• _Consigne 1_
Relevez toutes les lignes des enregistrements qui contiennent le mot "flame", en tenant compte de la casse.

Parcoursup : derrière l’extension de la sélection, l’institution d’un régime paradoxal de sélection scolaire
Parcoursup est souvent présenté comme le dispositif ayant instauré la sélection à l’université. Regardé à la lumière de l’histoire récente de la sélection des publics étudiants, il représente incontestablement une extension du domaine de la sélection à l’entrée dans les universités. Mais, en hiérarchisant à l’infini les filières, Parcoursup permet surtout de gérer le paradoxe d’un système éducatif qui n’a jamais autant diplômé de son histoire tout en transmettant très inégalement les savoirs entre les classes sociales.
Votée dans les suites immédiates de la première élection d’Emmanuel Macron, la loi relative à l’orientation et la réussite des étudiants instaure en 2018 la plateforme Parcoursup. Elle gouverne depuis 5 années l’entrée des étudiantes et étudiants dans l’enseignement supérieur en dépit de la récurrence des critiques et des ratés qui accompagnent l’emprise – désormais centrale – de cette procédure sur le calendrier scolaire et universitaire.

• _Entrées d'annotation de contours_
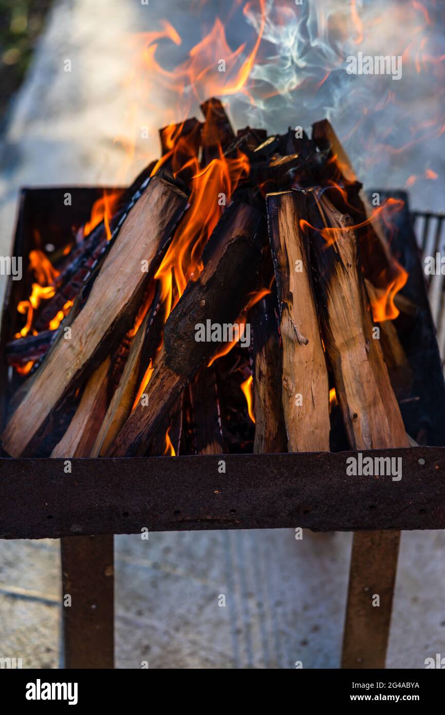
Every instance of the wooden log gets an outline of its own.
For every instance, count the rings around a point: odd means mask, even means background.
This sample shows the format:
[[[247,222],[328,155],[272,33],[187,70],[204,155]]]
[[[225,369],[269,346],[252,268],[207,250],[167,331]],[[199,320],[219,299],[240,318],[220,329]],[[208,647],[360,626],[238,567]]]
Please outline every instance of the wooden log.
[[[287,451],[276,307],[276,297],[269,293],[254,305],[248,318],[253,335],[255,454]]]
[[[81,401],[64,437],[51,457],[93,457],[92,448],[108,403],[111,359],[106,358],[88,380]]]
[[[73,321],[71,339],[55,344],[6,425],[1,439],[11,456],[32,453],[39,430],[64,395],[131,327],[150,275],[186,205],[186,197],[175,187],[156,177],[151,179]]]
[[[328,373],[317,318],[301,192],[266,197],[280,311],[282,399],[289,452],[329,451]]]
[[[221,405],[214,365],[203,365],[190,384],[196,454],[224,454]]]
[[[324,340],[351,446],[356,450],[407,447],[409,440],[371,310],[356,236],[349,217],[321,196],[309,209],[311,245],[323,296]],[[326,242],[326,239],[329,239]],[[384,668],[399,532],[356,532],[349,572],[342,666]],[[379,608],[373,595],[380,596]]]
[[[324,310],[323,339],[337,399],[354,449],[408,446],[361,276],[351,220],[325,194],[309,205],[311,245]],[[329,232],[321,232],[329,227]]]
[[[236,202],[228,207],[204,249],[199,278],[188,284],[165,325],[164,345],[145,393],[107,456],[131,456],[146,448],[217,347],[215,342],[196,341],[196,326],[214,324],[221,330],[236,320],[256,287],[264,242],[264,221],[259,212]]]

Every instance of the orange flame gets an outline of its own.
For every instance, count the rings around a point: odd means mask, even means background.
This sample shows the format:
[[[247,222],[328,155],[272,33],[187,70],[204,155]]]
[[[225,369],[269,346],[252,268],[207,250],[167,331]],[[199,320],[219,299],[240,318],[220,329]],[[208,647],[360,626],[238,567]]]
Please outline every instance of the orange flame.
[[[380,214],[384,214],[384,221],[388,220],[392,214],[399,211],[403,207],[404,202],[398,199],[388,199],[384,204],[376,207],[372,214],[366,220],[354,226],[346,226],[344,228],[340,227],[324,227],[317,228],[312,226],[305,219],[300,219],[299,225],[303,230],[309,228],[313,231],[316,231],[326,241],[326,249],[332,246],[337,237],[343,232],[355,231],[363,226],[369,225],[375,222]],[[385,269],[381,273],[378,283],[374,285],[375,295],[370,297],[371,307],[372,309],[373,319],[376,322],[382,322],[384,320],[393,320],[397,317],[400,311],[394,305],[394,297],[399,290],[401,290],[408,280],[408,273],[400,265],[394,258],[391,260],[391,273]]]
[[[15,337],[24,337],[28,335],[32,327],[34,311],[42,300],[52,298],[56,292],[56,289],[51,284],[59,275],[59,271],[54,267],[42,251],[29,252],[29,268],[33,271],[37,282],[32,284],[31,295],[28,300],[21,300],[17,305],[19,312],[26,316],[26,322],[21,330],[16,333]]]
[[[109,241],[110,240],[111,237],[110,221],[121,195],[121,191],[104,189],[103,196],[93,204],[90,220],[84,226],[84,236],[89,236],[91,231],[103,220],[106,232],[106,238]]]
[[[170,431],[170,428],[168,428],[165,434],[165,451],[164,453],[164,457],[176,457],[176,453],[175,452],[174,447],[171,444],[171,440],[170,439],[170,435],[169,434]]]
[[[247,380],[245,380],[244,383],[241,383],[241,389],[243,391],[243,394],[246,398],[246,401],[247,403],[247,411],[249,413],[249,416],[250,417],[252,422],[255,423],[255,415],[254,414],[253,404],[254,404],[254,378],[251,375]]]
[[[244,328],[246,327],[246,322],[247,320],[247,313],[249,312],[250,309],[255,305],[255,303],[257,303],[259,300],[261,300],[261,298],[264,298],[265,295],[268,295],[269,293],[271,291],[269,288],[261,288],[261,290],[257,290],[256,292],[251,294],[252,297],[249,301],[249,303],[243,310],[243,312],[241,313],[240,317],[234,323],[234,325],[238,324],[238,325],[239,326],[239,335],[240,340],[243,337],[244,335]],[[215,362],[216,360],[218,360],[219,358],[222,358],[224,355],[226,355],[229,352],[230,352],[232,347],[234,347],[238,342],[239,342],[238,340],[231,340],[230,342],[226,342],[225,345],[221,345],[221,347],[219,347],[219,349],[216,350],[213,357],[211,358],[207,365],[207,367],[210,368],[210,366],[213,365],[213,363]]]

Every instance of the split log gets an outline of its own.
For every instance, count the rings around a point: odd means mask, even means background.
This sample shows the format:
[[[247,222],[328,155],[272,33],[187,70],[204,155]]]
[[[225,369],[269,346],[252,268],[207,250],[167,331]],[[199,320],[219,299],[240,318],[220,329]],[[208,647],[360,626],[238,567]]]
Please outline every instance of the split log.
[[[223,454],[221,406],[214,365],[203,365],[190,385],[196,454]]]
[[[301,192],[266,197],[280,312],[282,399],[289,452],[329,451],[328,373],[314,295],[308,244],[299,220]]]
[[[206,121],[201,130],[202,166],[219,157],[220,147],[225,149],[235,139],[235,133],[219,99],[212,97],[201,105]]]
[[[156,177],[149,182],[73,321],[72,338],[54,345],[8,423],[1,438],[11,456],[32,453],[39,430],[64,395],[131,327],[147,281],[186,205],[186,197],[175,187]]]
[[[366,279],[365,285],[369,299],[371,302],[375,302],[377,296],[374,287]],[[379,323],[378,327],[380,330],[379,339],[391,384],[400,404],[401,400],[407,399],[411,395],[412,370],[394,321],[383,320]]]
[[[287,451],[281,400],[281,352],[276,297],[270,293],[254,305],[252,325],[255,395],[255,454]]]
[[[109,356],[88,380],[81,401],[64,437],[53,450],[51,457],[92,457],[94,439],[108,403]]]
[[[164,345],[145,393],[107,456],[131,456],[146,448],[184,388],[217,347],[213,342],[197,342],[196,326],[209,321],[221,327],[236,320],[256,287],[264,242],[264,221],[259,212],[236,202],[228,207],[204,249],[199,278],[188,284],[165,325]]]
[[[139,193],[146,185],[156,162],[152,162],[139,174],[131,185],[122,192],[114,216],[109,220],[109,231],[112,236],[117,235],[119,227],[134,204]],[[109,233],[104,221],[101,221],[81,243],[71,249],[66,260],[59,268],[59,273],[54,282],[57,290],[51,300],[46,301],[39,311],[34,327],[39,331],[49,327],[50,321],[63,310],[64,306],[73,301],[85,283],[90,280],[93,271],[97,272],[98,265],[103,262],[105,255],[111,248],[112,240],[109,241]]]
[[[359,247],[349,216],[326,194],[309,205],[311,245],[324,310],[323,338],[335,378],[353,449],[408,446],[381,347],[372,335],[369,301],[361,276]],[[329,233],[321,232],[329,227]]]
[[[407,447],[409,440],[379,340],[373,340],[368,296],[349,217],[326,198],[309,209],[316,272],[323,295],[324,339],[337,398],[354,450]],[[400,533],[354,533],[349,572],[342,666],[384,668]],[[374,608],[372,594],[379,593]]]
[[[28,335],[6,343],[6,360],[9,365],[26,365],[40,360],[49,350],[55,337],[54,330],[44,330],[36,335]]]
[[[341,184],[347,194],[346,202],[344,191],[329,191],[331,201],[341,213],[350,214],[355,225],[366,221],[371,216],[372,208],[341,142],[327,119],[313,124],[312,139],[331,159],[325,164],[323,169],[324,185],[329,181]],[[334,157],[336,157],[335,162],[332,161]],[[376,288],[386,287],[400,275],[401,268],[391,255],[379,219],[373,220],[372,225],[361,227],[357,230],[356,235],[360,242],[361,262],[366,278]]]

• _Consigne 2_
D'après l'extrait sur Parcoursup, en quelle année la loi relative à l'orientation et la réussite des étudiants a-t-elle instauré la plateforme ?

• _Réponse attendue 1_
Every instance of the orange flame gets an outline of its own.
Please outline every instance of the orange flame.

• _Réponse attendue 2_
En 2018.